START Data for the task

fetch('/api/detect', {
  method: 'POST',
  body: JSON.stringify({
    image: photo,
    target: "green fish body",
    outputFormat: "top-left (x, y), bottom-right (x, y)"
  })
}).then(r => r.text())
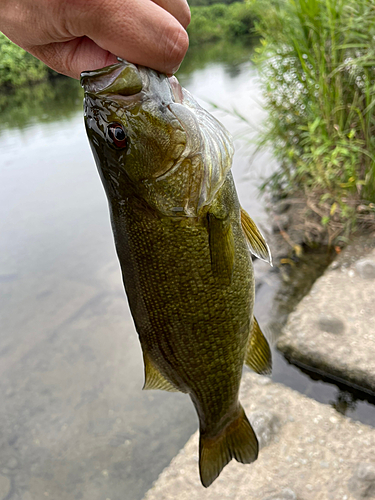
top-left (81, 61), bottom-right (272, 487)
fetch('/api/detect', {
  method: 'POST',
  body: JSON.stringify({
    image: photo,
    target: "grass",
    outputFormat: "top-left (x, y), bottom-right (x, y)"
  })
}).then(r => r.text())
top-left (252, 0), bottom-right (375, 236)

END Data for the task

Assignment »
Omit the pictures and reproduce the remaining material above exactly.

Completed task »
fetch('/api/detect', {
  method: 'POST',
  body: JSON.stringify({
    image: photo,
    target: "green fish body",
    outputFormat: "top-left (x, y), bottom-right (x, y)"
  })
}).then(r => r.text())
top-left (81, 61), bottom-right (272, 487)
fetch('/api/detect', {
  method: 'POST',
  body: JSON.stringify({
    image: photo,
    target: "grass",
    outputFormat: "top-left (x, y), bottom-right (x, y)"
  })
}).then(r => r.text())
top-left (252, 0), bottom-right (375, 236)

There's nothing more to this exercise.